> _BRIEF_: In the meeting notes, please change "horizontal review groups" to "wide review groups" and give everything from "Manu_Sporny: And then" down to "please go ahead." again with that substitution.

> _PROVIDED TEXT_:
+--

Manu_Sporny: plus one to that. as Dave said in chat, experts got to expert. plus one. Thank you very much to both you and Brent for doing that. It is, somewhat of a thankless job. So, thank you, for doing that. it's important to keep people to their word when they volunteer to be an invited expert and help with that any other items before we jump in? All right. First, item is we have a specification published as a first public working draft. today was the day it was supposed to be it was published today.
Specification First Public Working Draft Published
Manu_Sporny: Thank you very much for the W3C team for getting that done. it uses the new name. hopefully we don't ever have to rename it. and it has all the stuff that you would expect to have in it, so there's that item. any questions, concerns about any of that? I wouldn't expect that Our next step is to try to get things kind of worked up in the specification to the point that we call for a broad horizontal review. In order to do that, we have to create a threat model and document it.
Manu_Sporny: And then we will have to reach out to the horizontal review groups including internationalization accessibility the tag security and privacy and I might be forgetting one in there but there's a process to this and we need to get to that point ideally as quickly as we can. The biggest work item that we have to do in there is which means that some of the upcoming calls are going to be dedicated to threat modeling work. largely we're going to try and crowdsource the threats that people feel are most important when it comes to the recognized entities specification. How can people use this technology to potentially mount attacks against issures or…
Manu_Sporny: verifiers? Phil, please go ahead.
Phil_Archer: We haven't set the agenda for the face toface meeting yet,…
Phil_Archer: but already threat modeling is a big chunk of that meeting. So I think it's really good that you're bringing it up now. I know it has been discussed before. So face to face is only what three weeks away something like that. we do plan to spend quite a chunk of time on that. I'm also aware that several people on this call will be joining remotely from the US. if that is a particular topic therefore that we should discuss we also have Shagaya. So if you can find the magic time when we should be discussing it in Brussels so that shea and Dimmitri and Ted can all join the call remotely.

+--

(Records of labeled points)
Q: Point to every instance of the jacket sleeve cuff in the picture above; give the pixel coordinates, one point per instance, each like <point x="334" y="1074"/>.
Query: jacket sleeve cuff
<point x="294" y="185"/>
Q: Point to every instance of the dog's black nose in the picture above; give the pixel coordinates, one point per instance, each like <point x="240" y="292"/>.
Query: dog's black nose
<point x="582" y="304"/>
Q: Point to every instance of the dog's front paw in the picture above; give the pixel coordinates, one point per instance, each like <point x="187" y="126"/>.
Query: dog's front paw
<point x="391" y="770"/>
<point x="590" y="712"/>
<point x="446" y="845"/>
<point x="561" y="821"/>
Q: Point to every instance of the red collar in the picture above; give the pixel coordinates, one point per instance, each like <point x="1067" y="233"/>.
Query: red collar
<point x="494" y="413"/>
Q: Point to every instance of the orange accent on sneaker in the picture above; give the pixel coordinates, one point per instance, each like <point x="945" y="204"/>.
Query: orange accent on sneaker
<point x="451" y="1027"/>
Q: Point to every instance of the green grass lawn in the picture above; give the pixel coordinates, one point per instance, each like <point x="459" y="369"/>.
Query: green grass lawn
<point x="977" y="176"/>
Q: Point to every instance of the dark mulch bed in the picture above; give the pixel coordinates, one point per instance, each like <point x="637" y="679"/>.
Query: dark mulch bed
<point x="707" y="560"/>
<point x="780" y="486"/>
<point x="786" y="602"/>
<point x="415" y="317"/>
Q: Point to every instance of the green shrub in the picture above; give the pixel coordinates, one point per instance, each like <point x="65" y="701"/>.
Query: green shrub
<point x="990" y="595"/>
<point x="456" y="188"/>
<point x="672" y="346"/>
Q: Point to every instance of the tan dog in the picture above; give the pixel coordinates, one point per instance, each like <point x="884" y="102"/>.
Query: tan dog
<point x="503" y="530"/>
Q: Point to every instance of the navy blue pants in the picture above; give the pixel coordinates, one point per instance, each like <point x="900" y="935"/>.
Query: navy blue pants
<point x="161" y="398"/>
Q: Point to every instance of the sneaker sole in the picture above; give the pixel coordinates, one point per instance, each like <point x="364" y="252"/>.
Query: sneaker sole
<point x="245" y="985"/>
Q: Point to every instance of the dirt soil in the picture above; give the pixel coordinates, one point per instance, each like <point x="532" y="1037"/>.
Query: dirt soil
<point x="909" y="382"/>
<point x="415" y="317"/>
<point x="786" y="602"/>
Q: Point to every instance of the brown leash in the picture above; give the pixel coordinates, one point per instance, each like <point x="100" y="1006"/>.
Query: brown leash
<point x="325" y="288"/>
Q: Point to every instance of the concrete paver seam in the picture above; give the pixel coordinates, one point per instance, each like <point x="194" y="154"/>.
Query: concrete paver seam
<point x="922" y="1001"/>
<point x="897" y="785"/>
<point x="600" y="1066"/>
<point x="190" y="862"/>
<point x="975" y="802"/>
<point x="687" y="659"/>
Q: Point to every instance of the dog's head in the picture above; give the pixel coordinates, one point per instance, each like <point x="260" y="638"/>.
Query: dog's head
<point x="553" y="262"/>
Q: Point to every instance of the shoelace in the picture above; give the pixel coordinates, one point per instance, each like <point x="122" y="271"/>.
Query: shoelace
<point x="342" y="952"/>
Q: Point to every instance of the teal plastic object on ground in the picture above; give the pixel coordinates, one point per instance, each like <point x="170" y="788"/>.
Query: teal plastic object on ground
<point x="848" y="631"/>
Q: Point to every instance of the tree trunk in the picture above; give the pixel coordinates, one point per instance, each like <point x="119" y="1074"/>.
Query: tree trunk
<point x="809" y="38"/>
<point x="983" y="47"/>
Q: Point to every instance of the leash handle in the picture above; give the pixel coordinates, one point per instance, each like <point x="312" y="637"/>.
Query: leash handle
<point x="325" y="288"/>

+--

> _THE ANSWER_:
Manu_Sporny: And then we will have to reach out to the wide review groups including internationalization accessibility the tag security and privacy and I might be forgetting one in there but there's a process to this and we need to get to that point ideally as quickly as we can. The biggest work item that we have to do in there is which means that some of the upcoming calls are going to be dedicated to threat modeling work. largely we're going to try and crowdsource the threats that people feel are most important when it comes to the recognized entities specification. How can people use this technology to potentially mount attacks against issures or…
Manu_Sporny: verifiers? Phil, please go ahead.